*What you need to do*: In each of the entries below, replace "one point per instance" with "one point for each instance" and write out the edited entries with everything else unchanged. Omit the pictures from your answer.
*** Available data
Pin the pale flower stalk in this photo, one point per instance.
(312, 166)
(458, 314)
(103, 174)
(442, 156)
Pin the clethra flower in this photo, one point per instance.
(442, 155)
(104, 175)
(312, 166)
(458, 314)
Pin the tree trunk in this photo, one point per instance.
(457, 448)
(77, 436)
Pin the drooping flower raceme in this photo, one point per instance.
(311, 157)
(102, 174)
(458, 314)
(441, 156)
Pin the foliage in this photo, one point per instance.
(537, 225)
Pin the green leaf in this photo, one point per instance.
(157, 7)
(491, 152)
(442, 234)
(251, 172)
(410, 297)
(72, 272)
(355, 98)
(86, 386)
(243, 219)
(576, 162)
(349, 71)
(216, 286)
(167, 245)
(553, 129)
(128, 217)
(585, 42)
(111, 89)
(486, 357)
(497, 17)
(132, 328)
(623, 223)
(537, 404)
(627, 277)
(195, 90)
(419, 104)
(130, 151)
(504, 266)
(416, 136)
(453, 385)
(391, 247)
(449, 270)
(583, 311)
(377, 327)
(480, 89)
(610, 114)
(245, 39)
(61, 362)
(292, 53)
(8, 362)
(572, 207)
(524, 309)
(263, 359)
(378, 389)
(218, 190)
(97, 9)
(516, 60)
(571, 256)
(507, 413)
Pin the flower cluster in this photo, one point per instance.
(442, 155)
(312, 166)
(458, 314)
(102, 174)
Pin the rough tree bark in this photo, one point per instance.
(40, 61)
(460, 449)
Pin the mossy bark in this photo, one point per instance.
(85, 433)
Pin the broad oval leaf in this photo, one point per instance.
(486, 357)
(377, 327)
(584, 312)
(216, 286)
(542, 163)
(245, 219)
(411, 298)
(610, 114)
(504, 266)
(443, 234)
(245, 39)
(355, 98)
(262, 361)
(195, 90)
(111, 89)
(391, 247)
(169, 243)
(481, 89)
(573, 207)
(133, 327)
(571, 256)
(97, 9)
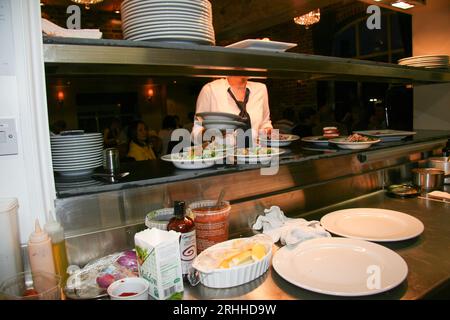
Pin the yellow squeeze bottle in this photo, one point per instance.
(56, 233)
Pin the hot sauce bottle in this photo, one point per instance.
(185, 225)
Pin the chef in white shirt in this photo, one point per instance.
(236, 95)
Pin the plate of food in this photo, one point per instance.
(280, 140)
(193, 159)
(355, 142)
(257, 154)
(387, 135)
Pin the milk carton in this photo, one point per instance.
(159, 262)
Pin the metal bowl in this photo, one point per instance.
(428, 178)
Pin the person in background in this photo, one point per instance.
(286, 124)
(112, 134)
(169, 124)
(140, 147)
(177, 121)
(190, 124)
(307, 121)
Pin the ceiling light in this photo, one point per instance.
(402, 5)
(308, 19)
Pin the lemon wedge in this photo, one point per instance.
(258, 251)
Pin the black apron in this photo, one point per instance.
(242, 105)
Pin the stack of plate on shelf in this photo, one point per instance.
(169, 21)
(76, 155)
(220, 120)
(428, 61)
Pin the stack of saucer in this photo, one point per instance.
(428, 61)
(76, 155)
(169, 21)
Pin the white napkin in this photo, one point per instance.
(287, 230)
(51, 29)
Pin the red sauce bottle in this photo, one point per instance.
(185, 225)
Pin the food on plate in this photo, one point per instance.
(235, 253)
(330, 132)
(359, 138)
(255, 151)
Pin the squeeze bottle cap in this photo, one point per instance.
(38, 235)
(54, 229)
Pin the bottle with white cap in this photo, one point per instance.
(56, 233)
(40, 251)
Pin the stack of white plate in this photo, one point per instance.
(75, 155)
(428, 61)
(168, 21)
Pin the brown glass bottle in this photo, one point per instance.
(185, 225)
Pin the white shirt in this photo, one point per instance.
(214, 97)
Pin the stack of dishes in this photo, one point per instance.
(169, 21)
(428, 61)
(76, 155)
(220, 120)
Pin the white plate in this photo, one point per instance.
(170, 32)
(387, 135)
(341, 143)
(176, 39)
(172, 20)
(255, 158)
(78, 172)
(262, 45)
(193, 164)
(340, 266)
(222, 124)
(219, 116)
(372, 224)
(316, 140)
(279, 143)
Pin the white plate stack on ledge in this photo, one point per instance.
(428, 61)
(183, 21)
(76, 155)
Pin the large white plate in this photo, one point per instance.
(262, 45)
(341, 143)
(340, 266)
(387, 135)
(318, 140)
(372, 224)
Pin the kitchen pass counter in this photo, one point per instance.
(427, 257)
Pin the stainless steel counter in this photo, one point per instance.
(427, 256)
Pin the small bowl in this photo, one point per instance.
(129, 289)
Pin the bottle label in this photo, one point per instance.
(188, 250)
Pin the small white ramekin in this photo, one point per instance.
(227, 278)
(131, 285)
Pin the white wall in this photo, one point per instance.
(431, 35)
(28, 175)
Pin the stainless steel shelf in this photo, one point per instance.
(122, 57)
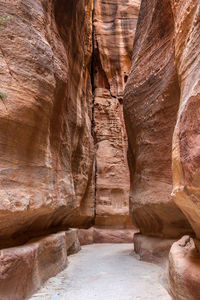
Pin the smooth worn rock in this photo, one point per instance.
(46, 154)
(152, 249)
(86, 236)
(114, 28)
(108, 272)
(186, 150)
(184, 270)
(24, 269)
(151, 104)
(113, 235)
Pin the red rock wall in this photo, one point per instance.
(186, 141)
(114, 28)
(46, 154)
(151, 104)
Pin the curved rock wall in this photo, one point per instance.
(114, 28)
(150, 107)
(46, 154)
(186, 149)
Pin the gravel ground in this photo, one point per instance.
(105, 272)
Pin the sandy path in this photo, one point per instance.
(105, 272)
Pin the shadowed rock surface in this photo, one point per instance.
(150, 108)
(46, 155)
(105, 272)
(114, 28)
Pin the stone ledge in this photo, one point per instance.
(24, 269)
(184, 270)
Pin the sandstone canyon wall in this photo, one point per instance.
(46, 154)
(161, 112)
(114, 28)
(150, 106)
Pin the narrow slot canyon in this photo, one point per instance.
(99, 156)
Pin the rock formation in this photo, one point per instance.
(63, 68)
(162, 117)
(150, 107)
(46, 154)
(186, 150)
(114, 28)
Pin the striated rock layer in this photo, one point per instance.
(46, 154)
(151, 104)
(114, 28)
(184, 270)
(24, 269)
(186, 141)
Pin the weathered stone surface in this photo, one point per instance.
(184, 270)
(46, 154)
(150, 107)
(104, 235)
(24, 269)
(113, 235)
(114, 28)
(152, 249)
(86, 236)
(186, 150)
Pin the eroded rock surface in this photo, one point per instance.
(24, 269)
(114, 28)
(184, 270)
(150, 107)
(46, 155)
(186, 150)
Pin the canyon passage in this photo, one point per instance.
(100, 149)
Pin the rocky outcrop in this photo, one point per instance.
(184, 270)
(104, 235)
(161, 108)
(25, 268)
(114, 28)
(46, 155)
(186, 150)
(150, 107)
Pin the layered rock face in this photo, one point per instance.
(46, 154)
(161, 108)
(114, 28)
(150, 106)
(186, 141)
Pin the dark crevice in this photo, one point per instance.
(92, 75)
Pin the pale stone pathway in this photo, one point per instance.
(105, 272)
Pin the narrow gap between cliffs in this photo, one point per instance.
(93, 105)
******
*Response for this exercise*:
Pin the pale flower stalk in this photo, one point for each instance.
(312, 166)
(458, 314)
(103, 174)
(442, 156)
Pin the clethra flower in this photo, one point for each instance.
(442, 155)
(104, 175)
(312, 166)
(458, 314)
Pin the tree trunk in this photo, one point for each instance.
(457, 448)
(77, 436)
Pin the drooping flower raceme in this photo, one point for each instance.
(311, 157)
(102, 174)
(458, 314)
(441, 156)
Pin the foliage in this photo, one point for each instance.
(537, 225)
Pin the green leaf in this photo, one point for each instance.
(157, 7)
(491, 152)
(442, 234)
(251, 172)
(410, 297)
(72, 272)
(355, 98)
(86, 386)
(243, 219)
(576, 162)
(349, 71)
(216, 286)
(167, 245)
(553, 129)
(128, 217)
(585, 42)
(111, 89)
(486, 357)
(497, 17)
(132, 328)
(623, 223)
(537, 404)
(627, 277)
(195, 90)
(419, 104)
(130, 151)
(504, 266)
(416, 136)
(453, 385)
(391, 247)
(449, 270)
(583, 311)
(377, 327)
(480, 89)
(610, 114)
(245, 39)
(61, 362)
(292, 53)
(8, 362)
(572, 207)
(524, 309)
(263, 359)
(378, 389)
(218, 190)
(97, 9)
(516, 60)
(571, 256)
(507, 413)
Pin the flower cluster in this photo, one point for each instance.
(442, 155)
(312, 166)
(458, 314)
(102, 174)
Pin the rough tree bark in this photo, one point for each instance.
(40, 61)
(460, 449)
Pin the mossy bark in this photo, one point for each instance.
(85, 433)
Pin the broad oval leaf in this photo, one point for each instance.
(486, 357)
(377, 327)
(584, 312)
(216, 286)
(542, 163)
(245, 219)
(411, 298)
(610, 114)
(504, 266)
(443, 234)
(245, 39)
(355, 98)
(262, 361)
(195, 90)
(111, 89)
(391, 247)
(169, 243)
(481, 89)
(573, 207)
(133, 327)
(571, 256)
(97, 9)
Pin the yellow squeeze bottle in this photo, one point for each instance.
(56, 233)
Pin the hot sauce bottle in this photo, one point for each instance.
(185, 225)
Pin the chef in white shirt in this photo, one point for each instance.
(236, 95)
Pin the plate of food in this photo, one point for each instance.
(280, 140)
(193, 159)
(355, 142)
(257, 154)
(387, 135)
Pin the milk carton in this photo, one point for each instance.
(159, 262)
Pin the metal bowl in this photo, one point for each instance.
(428, 178)
Pin the person in background in this photo, one point for each instance.
(286, 124)
(112, 134)
(169, 124)
(140, 147)
(177, 121)
(190, 124)
(307, 121)
Pin the ceiling light in this photo, one point for each instance.
(402, 5)
(308, 19)
Pin the lemon wedge in this photo, one point for each instance.
(258, 251)
Pin the black apron in this photo, one point for each instance.
(242, 105)
Pin the stack of plate on shelf in this photo, one point for each instance.
(169, 21)
(76, 155)
(220, 120)
(428, 61)
Pin the stack of saucer in this photo, one point for each instance.
(428, 61)
(76, 155)
(169, 21)
Pin the white napkin in this photo, one point for each instance.
(287, 230)
(51, 29)
Pin the red sauce bottle in this photo, one point for each instance.
(185, 225)
Pin the food on plate in this photo, one point for each instance.
(235, 253)
(330, 132)
(359, 138)
(255, 151)
Pin the squeeze bottle cap in this photo, one point for each instance.
(38, 235)
(54, 229)
Pin the bottle with white cap in this photo, one point for each instance.
(56, 233)
(40, 251)
Pin the stack of white plate in this photo, one point for each instance.
(75, 155)
(428, 61)
(168, 21)
Pin the brown glass bottle in this photo, one point for each instance.
(185, 225)
Pin the white shirt in this photo, one point for each instance.
(214, 97)
Pin the stack of dishes in this photo, one point for each instance.
(169, 21)
(428, 61)
(76, 155)
(220, 120)
Pin the white plate in this photo, one point for each instance.
(170, 32)
(387, 135)
(341, 143)
(176, 39)
(172, 20)
(255, 158)
(78, 172)
(262, 45)
(193, 164)
(340, 266)
(222, 124)
(219, 116)
(372, 224)
(316, 140)
(279, 143)
Pin the white plate stack on ledge in this photo, one point for each instance.
(428, 61)
(183, 21)
(76, 155)
Pin the large white plate in this photo, one point for each instance.
(262, 45)
(341, 143)
(340, 266)
(387, 135)
(318, 140)
(372, 224)
Pin the kitchen pass counter in this photo, one point for each instance.
(427, 257)
Pin the stainless steel counter in this photo, one point for each instance.
(427, 256)
Pin the small bowl in this photo, one point for each instance.
(129, 289)
Pin the bottle label in this photo, one point for each instance.
(188, 250)
Pin the small white ramekin in this photo, one point for each instance.
(227, 278)
(131, 285)
Pin the white wall in this photo, one point for each instance.
(431, 35)
(28, 175)
Pin the stainless steel shelf in this photo, one point for each instance.
(122, 57)
Pin the smooth worn rock in this photo, one point for each instance.
(46, 154)
(152, 249)
(86, 236)
(114, 28)
(108, 272)
(186, 150)
(184, 270)
(24, 269)
(151, 104)
(113, 235)
Pin the red rock wall in this photo, one point for each instance.
(186, 141)
(114, 28)
(46, 154)
(151, 104)
Pin the curved rock wall in this photo, one point for each instance.
(114, 28)
(150, 107)
(46, 154)
(186, 149)
Pin the gravel ground in this photo, one point for each instance.
(105, 272)
Pin the sandy path in this photo, one point for each instance.
(105, 272)
Pin the shadowed rock surface in this photo, one point for each instance.
(150, 108)
(46, 155)
(105, 272)
(114, 28)
Pin the stone ledge in this photo, one point for each instance.
(24, 269)
(184, 270)
Pin the sandstone canyon wall in this photo, one point for each instance.
(46, 154)
(161, 112)
(114, 28)
(150, 106)
Pin the narrow slot canyon in this photo, one point for each instance.
(99, 156)
Pin the rock formation in this photo, one point for each instance.
(63, 68)
(162, 117)
(150, 107)
(46, 154)
(186, 150)
(114, 28)
Pin the striated rock layer in this photo, one point for each instance.
(46, 154)
(151, 104)
(114, 28)
(184, 270)
(24, 269)
(186, 141)
Pin the weathered stone surface in this photo, one point for each instance.
(184, 270)
(46, 154)
(150, 107)
(104, 235)
(24, 269)
(113, 235)
(114, 28)
(152, 249)
(86, 236)
(186, 150)
Pin the eroded rock surface in this photo, one point for each instance.
(24, 269)
(114, 28)
(184, 270)
(150, 107)
(46, 155)
(186, 150)
Pin the canyon passage in this photo, one point for each instance.
(100, 149)
Pin the rocky outcrop in this photo, one point for each instance.
(184, 270)
(104, 235)
(161, 108)
(25, 268)
(114, 28)
(46, 155)
(186, 150)
(150, 107)
Pin the layered rock face in this photo, one point for each instance.
(46, 154)
(161, 108)
(114, 28)
(150, 106)
(186, 141)
Pin the dark crevice in this photo, one point for each instance.
(92, 75)
Pin the pale stone pathway in this photo, one point for each instance.
(105, 272)
Pin the narrow gap between cliffs in this photo, one point for each instance.
(93, 105)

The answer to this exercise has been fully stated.